Extrait:
□ □ □ □

La société Eurofins Pharma justifie avoir recruté les cinq salariés de la société Gimopharm dont quatre techniciens et un cadre, après avoir publié des offres d'emploi et produit les attestations desdits salariés expliquant les motifs de leur départ liés à leur insatisfaction professionnelle au sein de la société Gimopharm et leur envie d'évoluer dans un autre environnement. Elle justifie également avoir recruté en 2022 trente techniciens dont seulement cinq provenaient de la société Gimopharm.
Par ailleurs, aux termes de leurs attestations circonstanciées, les salariés recrutés par la société Eurofins Pharma exposent comment et par qui ils pouvaient être remplacés dans leur poste au sein de la société Gimopharm, de sorte que la seule considération retenue par le juge reposant sur la perte pour la société Gimopharm de cinq salariés pour qualifier la désorganisation pourrait être insuffisante.
Enfin, il convient de relever que le premier juge n'a pas caractérisé le lien de causalité entre la perte de chiffre d'affaires de la société Gimopharm et le départ des salariés.
Au regard de ces éléments, et en l'absence de réplique motivée de la société Gimopharm qui se borne à dire qu'il n'appartient pas au premier président de rentrer dans le détail de l'argumentation des parties, la société Eurofins Pharma démontre qu'il existe des moyens sérieux de réformation de la décision.
S'agissant des conséquences manifestement excessives, les comptes de la société Gimopharm publiés pour l'année 2023, laissent apparaître une perte de 106.323,94 euros et des dettes qui s'élèvent à plus de 1,6 millions d'euros, dont 654.600 euros de dettes fournisseurs et 235.888 euros de dettes fiscales et sociales. Au regard des pertes de l'année 2023, comme l'a constaté la décision de l'associé unique du 28 juin 2024, les capitaux propres de la société sont devenus inférieurs à la moitié du capital social, de sorte qu'en application de l'article L.223-42 du code de commerce, la société devait se prononcer dans les quatre mois sur la poursuite ou non de son activité. La société Gimopharm n'a produit aucune pièce pour contester ces éléments. La société Eurofins Pharma justifie ainsi, compte tenu de la situation économique de la société Gimopharm, qu'il existe un risque de non restitution des sommes en cas d'infirmation de la décision.
Il convient en conséquence d'arrêter l'exécution provisoire de la décision dont appel.

□ □ □ □

Jeu de données:

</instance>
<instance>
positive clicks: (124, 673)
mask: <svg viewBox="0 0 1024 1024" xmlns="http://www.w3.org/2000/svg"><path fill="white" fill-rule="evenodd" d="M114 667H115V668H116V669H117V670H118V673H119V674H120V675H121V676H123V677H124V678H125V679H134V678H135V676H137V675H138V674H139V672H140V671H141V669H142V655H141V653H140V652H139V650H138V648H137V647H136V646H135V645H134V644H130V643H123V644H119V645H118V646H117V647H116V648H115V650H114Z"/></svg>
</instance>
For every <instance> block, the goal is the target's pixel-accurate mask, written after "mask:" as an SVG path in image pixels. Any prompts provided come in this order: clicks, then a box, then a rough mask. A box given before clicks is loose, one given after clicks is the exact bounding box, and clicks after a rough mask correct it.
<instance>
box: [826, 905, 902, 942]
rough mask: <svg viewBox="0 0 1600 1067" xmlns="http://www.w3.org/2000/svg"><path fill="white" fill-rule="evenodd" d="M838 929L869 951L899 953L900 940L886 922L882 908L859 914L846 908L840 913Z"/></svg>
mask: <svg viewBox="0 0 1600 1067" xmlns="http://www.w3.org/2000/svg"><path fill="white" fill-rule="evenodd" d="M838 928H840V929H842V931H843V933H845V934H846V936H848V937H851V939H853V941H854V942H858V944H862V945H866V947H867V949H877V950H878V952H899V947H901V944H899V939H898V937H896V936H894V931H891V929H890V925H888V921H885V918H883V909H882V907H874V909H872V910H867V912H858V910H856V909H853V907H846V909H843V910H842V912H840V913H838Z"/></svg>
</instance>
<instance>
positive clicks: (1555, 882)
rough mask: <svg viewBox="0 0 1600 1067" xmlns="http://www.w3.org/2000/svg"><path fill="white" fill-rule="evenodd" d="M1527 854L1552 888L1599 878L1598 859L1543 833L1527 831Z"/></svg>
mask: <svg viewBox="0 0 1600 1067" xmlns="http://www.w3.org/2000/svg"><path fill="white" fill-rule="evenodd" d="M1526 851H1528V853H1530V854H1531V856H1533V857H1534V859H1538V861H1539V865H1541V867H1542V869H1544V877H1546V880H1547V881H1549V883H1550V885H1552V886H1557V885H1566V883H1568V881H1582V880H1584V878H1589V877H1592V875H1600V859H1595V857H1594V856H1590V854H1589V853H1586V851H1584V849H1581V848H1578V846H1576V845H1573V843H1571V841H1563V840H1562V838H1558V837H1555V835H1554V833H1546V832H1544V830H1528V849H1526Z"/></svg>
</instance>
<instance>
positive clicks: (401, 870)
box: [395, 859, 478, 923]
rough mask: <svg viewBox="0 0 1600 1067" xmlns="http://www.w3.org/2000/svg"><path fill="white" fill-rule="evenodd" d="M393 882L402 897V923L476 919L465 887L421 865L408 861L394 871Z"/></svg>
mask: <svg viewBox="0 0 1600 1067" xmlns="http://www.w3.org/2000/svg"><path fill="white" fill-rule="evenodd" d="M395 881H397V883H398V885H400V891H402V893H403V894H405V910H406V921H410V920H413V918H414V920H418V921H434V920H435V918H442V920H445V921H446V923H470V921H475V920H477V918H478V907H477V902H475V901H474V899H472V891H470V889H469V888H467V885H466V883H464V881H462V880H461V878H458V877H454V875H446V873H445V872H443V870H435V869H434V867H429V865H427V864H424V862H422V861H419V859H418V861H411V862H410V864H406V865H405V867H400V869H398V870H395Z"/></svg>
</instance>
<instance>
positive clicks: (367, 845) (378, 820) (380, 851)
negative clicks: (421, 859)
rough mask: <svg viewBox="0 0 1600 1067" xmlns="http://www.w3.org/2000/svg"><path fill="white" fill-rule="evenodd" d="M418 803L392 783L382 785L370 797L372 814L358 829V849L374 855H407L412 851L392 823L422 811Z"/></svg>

□ □ □ □

Consignes de l'exercice:
1) Transcrivez à l'identique le passage de l'extrait sur le litige entre Eurofins Pharma et Gimopharm qui s'ouvre sur les mots contenant « Par ailleurs, aux » et se clôt sur « départ des salariés. ».
2) Reprenez l'extrait sur le litige entre Eurofins Pharma et Gimopharm là où il s'interrompt et rédigez-en la suite.

Réponses par numéro:
1)
Par ailleurs, aux termes de leurs attestations circonstanciées, les salariés recrutés par la société Eurofins Pharma exposent comment et par qui ils pouvaient être remplacés dans leur poste au sein de la société Gimopharm, de sorte que la seule considération retenue par le juge reposant sur la perte pour la société Gimopharm de cinq salariés pour qualifier la désorganisation pourrait être insuffisante.
Enfin, il convient de relever que le premier juge n'a pas caractérisé le lien de causalité entre la perte de chiffre d'affaires de la société Gimopharm et le départ des salariés.

2)
Sur la demande de fixation de l'affaire à bref délai
L'article 917 du code de procédure civile dispose que "Si les droits d'une partie sont en péril, le premier président peut, sur requête, fixer le jour auquel l'affaire sera appelée par priorité. Il désigne la chambre à laquelle l'affaire est distribuée. Les dispositions de l'alinéa qui précède peuvent également être mises en 'uvre par le premier président de la cour d'appel ou par le conseiller de la mise en état à l'occasion de l'exercice des pouvoirs qui leur sont conférés en matière de référé ou d'exécution provisoire."
La société Eurofins Pharma justifie sa demande par la possibilité pour la société Gimopharm de procéder à des actes d'exécution forcée. Mais dès lors que l'exécution provisoire attachée à la décision rendue le 11 septembre 2024 est suspendue, les droits de la société Eurofins Pharma ne sont pas en péril. Sa demande est rejetée.
La société Gimopharm, succombant à l'instance, est condamnée aux dépens et à verser à la société Eurofins Pharma la somme de 2500 euros au titre de l'article 700 du code de procédure civile.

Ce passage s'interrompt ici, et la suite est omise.